----- EXCERPTED DATA

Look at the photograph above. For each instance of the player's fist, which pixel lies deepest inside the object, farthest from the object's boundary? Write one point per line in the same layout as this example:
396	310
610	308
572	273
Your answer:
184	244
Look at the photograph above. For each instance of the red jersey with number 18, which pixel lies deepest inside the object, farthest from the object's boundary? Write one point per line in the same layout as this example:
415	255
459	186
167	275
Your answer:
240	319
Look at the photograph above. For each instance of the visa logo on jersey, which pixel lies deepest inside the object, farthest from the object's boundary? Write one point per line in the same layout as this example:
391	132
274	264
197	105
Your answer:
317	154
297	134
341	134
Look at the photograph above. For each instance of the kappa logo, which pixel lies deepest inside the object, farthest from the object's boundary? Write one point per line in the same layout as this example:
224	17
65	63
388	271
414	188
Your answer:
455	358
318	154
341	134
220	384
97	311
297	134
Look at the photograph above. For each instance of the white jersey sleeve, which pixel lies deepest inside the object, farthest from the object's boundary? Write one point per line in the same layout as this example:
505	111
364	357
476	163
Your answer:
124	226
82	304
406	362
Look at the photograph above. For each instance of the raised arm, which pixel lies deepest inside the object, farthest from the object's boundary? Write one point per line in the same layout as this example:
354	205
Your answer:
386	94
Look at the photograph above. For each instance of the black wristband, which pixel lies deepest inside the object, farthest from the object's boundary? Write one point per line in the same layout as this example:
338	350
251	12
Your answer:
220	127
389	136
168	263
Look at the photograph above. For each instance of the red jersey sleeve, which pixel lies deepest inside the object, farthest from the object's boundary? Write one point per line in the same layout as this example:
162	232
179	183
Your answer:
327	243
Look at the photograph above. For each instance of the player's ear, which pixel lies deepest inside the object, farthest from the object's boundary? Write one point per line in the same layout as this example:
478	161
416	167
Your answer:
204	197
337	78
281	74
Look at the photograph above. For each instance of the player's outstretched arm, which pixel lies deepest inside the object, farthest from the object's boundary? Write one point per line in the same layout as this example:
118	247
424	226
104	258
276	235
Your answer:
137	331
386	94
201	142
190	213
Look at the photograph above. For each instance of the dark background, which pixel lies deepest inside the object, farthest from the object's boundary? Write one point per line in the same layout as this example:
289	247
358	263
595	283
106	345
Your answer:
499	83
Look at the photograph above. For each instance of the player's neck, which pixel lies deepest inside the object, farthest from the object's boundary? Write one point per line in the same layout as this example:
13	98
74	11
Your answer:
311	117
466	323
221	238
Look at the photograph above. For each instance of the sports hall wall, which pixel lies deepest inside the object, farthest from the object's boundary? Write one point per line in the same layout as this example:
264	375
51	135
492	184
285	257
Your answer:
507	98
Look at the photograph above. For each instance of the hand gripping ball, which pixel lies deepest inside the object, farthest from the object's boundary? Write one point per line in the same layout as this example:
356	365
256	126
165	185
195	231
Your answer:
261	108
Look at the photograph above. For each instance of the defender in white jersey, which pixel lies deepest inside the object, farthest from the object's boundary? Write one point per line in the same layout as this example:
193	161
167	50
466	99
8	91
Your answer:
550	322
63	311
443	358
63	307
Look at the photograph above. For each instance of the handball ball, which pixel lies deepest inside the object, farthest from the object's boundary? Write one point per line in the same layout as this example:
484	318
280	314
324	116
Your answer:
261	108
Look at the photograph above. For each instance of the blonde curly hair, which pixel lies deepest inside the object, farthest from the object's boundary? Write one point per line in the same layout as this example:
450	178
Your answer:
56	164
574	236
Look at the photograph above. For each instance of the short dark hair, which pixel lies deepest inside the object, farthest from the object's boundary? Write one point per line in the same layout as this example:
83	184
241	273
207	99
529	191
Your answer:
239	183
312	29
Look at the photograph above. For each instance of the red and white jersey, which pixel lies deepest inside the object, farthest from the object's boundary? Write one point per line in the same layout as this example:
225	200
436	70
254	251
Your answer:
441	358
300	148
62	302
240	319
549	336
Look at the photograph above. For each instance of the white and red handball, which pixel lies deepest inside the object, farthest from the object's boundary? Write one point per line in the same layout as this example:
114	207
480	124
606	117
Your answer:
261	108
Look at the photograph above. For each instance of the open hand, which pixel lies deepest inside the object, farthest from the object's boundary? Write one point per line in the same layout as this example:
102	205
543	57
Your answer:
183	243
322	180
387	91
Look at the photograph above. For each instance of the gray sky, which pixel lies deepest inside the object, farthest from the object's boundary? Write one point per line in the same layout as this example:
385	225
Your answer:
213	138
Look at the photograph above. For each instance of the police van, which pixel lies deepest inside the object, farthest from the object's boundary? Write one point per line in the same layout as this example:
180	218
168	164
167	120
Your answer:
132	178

----------

| WORK REQUEST |
In the entries above, some lines hold the string "hair". Copy each of them.

| SOLUTION TO THIS EXERCISE |
Look at the photograph above. For each instance of the blonde curly hair, which pixel lies deepest inside the object, farthest from the object's boundary? Write one point per line in the same layout as this example:
Look at the photograph above. For each instance of the short dark hair, which pixel lies deepest inside the object, farthest from the object's boundary? Write one point per line in the same layout as this example:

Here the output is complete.